TASK OBJECTIVE
These records are to be written out exactly as they read, minus the pictures.

Source data
_ _ _

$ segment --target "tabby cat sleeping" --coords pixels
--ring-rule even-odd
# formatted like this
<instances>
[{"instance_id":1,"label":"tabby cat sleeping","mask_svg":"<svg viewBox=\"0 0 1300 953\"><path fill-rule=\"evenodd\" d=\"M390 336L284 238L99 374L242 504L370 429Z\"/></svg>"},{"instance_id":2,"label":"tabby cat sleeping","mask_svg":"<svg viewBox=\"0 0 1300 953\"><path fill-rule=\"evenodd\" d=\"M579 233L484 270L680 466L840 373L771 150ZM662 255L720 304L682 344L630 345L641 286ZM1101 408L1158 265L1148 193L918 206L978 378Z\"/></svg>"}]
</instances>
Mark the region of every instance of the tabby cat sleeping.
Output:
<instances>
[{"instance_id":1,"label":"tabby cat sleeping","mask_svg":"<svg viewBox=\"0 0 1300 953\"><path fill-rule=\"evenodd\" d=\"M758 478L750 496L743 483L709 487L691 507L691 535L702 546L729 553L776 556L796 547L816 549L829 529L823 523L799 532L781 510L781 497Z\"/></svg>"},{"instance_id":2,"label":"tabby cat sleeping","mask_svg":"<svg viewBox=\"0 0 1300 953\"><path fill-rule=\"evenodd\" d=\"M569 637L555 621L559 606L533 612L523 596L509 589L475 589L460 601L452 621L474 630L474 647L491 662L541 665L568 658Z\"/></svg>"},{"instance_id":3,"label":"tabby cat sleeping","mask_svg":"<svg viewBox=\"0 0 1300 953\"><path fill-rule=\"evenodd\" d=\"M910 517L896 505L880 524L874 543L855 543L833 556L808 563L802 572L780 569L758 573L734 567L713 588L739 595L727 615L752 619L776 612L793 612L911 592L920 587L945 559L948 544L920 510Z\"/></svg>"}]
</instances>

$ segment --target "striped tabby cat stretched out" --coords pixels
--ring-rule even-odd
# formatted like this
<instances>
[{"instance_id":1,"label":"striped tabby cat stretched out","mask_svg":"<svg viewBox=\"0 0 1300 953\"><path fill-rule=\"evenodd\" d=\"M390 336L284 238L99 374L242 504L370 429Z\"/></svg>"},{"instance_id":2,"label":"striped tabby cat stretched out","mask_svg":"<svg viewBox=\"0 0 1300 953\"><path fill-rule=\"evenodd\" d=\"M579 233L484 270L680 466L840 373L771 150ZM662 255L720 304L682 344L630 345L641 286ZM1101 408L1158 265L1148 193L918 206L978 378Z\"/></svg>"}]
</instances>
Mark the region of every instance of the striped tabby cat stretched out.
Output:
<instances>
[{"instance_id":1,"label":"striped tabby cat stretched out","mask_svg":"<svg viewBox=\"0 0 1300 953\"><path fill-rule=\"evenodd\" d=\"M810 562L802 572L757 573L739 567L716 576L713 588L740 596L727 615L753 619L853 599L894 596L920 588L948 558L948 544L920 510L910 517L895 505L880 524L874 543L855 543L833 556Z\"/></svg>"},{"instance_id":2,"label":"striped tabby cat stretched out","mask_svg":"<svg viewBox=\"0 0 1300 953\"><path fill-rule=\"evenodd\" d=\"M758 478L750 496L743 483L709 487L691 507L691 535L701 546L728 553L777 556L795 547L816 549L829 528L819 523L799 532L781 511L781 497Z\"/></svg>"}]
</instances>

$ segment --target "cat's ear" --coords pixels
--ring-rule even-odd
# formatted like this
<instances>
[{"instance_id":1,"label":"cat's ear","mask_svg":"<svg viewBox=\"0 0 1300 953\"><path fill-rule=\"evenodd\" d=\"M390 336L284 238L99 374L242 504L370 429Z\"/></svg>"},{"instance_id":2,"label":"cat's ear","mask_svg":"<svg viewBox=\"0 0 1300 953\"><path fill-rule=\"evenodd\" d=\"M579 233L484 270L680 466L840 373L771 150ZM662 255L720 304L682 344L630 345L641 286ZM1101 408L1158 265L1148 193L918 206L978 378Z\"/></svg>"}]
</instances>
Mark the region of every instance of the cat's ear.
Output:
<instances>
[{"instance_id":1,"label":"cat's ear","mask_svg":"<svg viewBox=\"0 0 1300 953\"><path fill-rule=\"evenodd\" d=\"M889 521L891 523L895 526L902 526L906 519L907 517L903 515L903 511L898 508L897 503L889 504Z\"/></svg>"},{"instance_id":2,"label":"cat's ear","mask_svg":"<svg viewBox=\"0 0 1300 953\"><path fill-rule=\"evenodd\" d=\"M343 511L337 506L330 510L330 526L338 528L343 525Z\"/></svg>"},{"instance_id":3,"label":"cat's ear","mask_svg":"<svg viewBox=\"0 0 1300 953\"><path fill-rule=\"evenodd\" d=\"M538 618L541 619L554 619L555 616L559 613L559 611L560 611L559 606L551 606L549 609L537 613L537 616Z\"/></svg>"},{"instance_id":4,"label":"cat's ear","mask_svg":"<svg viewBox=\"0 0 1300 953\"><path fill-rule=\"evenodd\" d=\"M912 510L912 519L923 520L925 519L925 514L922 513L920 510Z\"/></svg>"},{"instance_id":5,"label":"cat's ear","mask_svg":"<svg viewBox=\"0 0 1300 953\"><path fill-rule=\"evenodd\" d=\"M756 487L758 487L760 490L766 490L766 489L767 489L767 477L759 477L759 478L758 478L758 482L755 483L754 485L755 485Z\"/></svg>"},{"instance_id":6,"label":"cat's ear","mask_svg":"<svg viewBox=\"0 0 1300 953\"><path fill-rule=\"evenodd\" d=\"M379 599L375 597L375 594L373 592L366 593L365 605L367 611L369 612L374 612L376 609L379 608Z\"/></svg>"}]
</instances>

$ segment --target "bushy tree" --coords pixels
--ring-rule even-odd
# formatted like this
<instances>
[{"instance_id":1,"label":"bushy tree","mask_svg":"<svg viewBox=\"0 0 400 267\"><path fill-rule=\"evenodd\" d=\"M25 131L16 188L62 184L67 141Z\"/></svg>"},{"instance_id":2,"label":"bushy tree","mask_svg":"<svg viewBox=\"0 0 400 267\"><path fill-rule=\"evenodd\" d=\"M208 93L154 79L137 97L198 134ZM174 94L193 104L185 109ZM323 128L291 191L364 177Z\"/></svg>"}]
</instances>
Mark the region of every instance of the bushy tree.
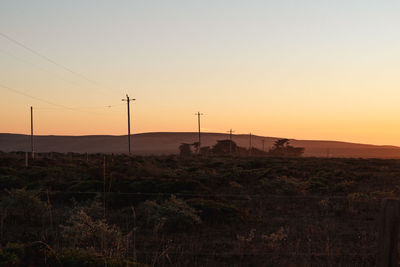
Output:
<instances>
[{"instance_id":1,"label":"bushy tree","mask_svg":"<svg viewBox=\"0 0 400 267\"><path fill-rule=\"evenodd\" d=\"M272 156L299 157L304 153L304 147L291 146L290 140L286 138L278 139L268 153Z\"/></svg>"},{"instance_id":2,"label":"bushy tree","mask_svg":"<svg viewBox=\"0 0 400 267\"><path fill-rule=\"evenodd\" d=\"M215 155L229 155L230 153L236 154L238 152L238 146L235 142L227 140L218 140L217 143L211 149Z\"/></svg>"}]
</instances>

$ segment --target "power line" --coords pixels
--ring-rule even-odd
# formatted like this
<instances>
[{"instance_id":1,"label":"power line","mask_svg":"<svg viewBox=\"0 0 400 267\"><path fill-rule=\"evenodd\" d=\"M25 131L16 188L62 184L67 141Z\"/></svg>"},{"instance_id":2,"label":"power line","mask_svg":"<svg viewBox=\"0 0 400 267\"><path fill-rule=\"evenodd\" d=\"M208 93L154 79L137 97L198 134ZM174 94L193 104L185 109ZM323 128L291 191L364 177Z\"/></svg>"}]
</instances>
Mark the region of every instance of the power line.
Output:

_ _ _

ANSWER
$ segment --target "tabby cat sleeping" --coords pixels
--ring-rule even-odd
# formatted like this
<instances>
[{"instance_id":1,"label":"tabby cat sleeping","mask_svg":"<svg viewBox=\"0 0 1300 953\"><path fill-rule=\"evenodd\" d=\"M390 336L284 238L99 374L242 504L370 429Z\"/></svg>"},{"instance_id":2,"label":"tabby cat sleeping","mask_svg":"<svg viewBox=\"0 0 1300 953\"><path fill-rule=\"evenodd\" d=\"M579 233L484 270L680 466L840 373L771 150ZM662 255L720 304L682 344L630 345L641 286ZM1101 408L1158 265L1148 193L918 206L978 378Z\"/></svg>"}]
</instances>
Mark the region of every instance of the tabby cat sleeping.
Output:
<instances>
[{"instance_id":1,"label":"tabby cat sleeping","mask_svg":"<svg viewBox=\"0 0 1300 953\"><path fill-rule=\"evenodd\" d=\"M758 478L750 496L743 483L709 487L691 507L691 535L702 546L729 553L776 556L796 547L816 549L829 529L823 523L799 532L781 510L781 497Z\"/></svg>"},{"instance_id":2,"label":"tabby cat sleeping","mask_svg":"<svg viewBox=\"0 0 1300 953\"><path fill-rule=\"evenodd\" d=\"M569 637L555 621L559 606L533 612L523 596L509 589L475 589L460 601L452 621L474 630L474 647L491 662L541 665L568 658Z\"/></svg>"},{"instance_id":3,"label":"tabby cat sleeping","mask_svg":"<svg viewBox=\"0 0 1300 953\"><path fill-rule=\"evenodd\" d=\"M910 517L896 505L880 524L874 543L855 543L833 556L808 563L802 572L780 569L758 573L734 567L713 588L739 595L727 615L752 619L776 612L793 612L911 592L920 587L945 559L948 544L920 510Z\"/></svg>"}]
</instances>

$ segment --target "striped tabby cat stretched out" --coords pixels
--ring-rule even-odd
# formatted like this
<instances>
[{"instance_id":1,"label":"striped tabby cat stretched out","mask_svg":"<svg viewBox=\"0 0 1300 953\"><path fill-rule=\"evenodd\" d=\"M390 336L284 238L99 374L242 504L370 429Z\"/></svg>"},{"instance_id":2,"label":"striped tabby cat stretched out","mask_svg":"<svg viewBox=\"0 0 1300 953\"><path fill-rule=\"evenodd\" d=\"M579 233L484 270L680 466L840 373L771 150ZM662 255L720 304L682 344L630 345L641 286ZM1101 408L1158 265L1148 193L918 206L978 378Z\"/></svg>"}]
</instances>
Mark the region of every instance of the striped tabby cat stretched out.
Output:
<instances>
[{"instance_id":1,"label":"striped tabby cat stretched out","mask_svg":"<svg viewBox=\"0 0 1300 953\"><path fill-rule=\"evenodd\" d=\"M810 562L802 572L757 573L739 567L716 576L713 588L740 596L727 615L753 619L853 599L894 596L920 588L948 558L948 544L920 510L910 517L895 505L880 524L874 543L855 543L833 556Z\"/></svg>"},{"instance_id":2,"label":"striped tabby cat stretched out","mask_svg":"<svg viewBox=\"0 0 1300 953\"><path fill-rule=\"evenodd\" d=\"M758 478L750 496L743 483L709 487L691 507L691 535L701 546L728 553L777 556L795 547L816 549L829 528L819 523L799 532L781 511L781 497Z\"/></svg>"}]
</instances>

$ segment --target "cat's ear" --coords pixels
--ring-rule even-odd
# formatted like this
<instances>
[{"instance_id":1,"label":"cat's ear","mask_svg":"<svg viewBox=\"0 0 1300 953\"><path fill-rule=\"evenodd\" d=\"M390 336L284 238L99 374L242 504L370 429Z\"/></svg>"},{"instance_id":2,"label":"cat's ear","mask_svg":"<svg viewBox=\"0 0 1300 953\"><path fill-rule=\"evenodd\" d=\"M579 233L484 270L680 466L840 373L771 150ZM662 255L720 304L682 344L630 345L641 286ZM1101 408L1158 265L1148 193L918 206L978 378Z\"/></svg>"}]
</instances>
Mark the region of every instance of the cat's ear.
Output:
<instances>
[{"instance_id":1,"label":"cat's ear","mask_svg":"<svg viewBox=\"0 0 1300 953\"><path fill-rule=\"evenodd\" d=\"M889 521L891 523L895 526L902 526L906 519L907 517L903 515L903 511L898 508L897 503L889 504Z\"/></svg>"},{"instance_id":2,"label":"cat's ear","mask_svg":"<svg viewBox=\"0 0 1300 953\"><path fill-rule=\"evenodd\" d=\"M343 511L337 506L330 510L330 526L338 528L343 525Z\"/></svg>"},{"instance_id":3,"label":"cat's ear","mask_svg":"<svg viewBox=\"0 0 1300 953\"><path fill-rule=\"evenodd\" d=\"M538 618L541 619L554 619L555 616L559 613L559 611L560 611L559 606L551 606L549 609L537 613L537 616Z\"/></svg>"},{"instance_id":4,"label":"cat's ear","mask_svg":"<svg viewBox=\"0 0 1300 953\"><path fill-rule=\"evenodd\" d=\"M912 510L912 519L923 520L925 519L925 514L922 513L920 510Z\"/></svg>"},{"instance_id":5,"label":"cat's ear","mask_svg":"<svg viewBox=\"0 0 1300 953\"><path fill-rule=\"evenodd\" d=\"M756 487L758 487L760 490L766 490L766 489L767 489L767 477L759 477L759 478L758 478L758 482L755 483L754 485L755 485Z\"/></svg>"},{"instance_id":6,"label":"cat's ear","mask_svg":"<svg viewBox=\"0 0 1300 953\"><path fill-rule=\"evenodd\" d=\"M379 599L375 597L375 594L373 592L366 593L365 605L367 611L369 612L374 612L376 609L379 608Z\"/></svg>"}]
</instances>

$ segment --target "bushy tree" --coords pixels
--ring-rule even-odd
# formatted like this
<instances>
[{"instance_id":1,"label":"bushy tree","mask_svg":"<svg viewBox=\"0 0 400 267\"><path fill-rule=\"evenodd\" d=\"M25 131L16 188L62 184L67 141Z\"/></svg>"},{"instance_id":2,"label":"bushy tree","mask_svg":"<svg viewBox=\"0 0 400 267\"><path fill-rule=\"evenodd\" d=\"M208 93L154 79L137 97L198 134ZM174 94L193 104L185 109ZM323 128L291 191L364 177Z\"/></svg>"}]
</instances>
Mark the region of every instance of the bushy tree.
Output:
<instances>
[{"instance_id":1,"label":"bushy tree","mask_svg":"<svg viewBox=\"0 0 400 267\"><path fill-rule=\"evenodd\" d=\"M272 156L299 157L304 153L304 147L291 146L290 140L286 138L278 139L268 153Z\"/></svg>"},{"instance_id":2,"label":"bushy tree","mask_svg":"<svg viewBox=\"0 0 400 267\"><path fill-rule=\"evenodd\" d=\"M215 155L229 155L230 153L236 154L238 152L238 146L235 142L227 140L218 140L217 143L211 149Z\"/></svg>"}]
</instances>

$ segment --target "power line" --coords pixels
--ring-rule even-odd
# formatted like this
<instances>
[{"instance_id":1,"label":"power line","mask_svg":"<svg viewBox=\"0 0 400 267\"><path fill-rule=\"evenodd\" d=\"M25 131L16 188L62 184L67 141Z\"/></svg>"},{"instance_id":2,"label":"power line","mask_svg":"<svg viewBox=\"0 0 400 267\"><path fill-rule=\"evenodd\" d=\"M208 93L154 79L137 97L198 134ZM174 94L193 104L185 109ZM323 128L291 191L364 177Z\"/></svg>"}]
</instances>
Mark the region of every instance of the power line.
Output:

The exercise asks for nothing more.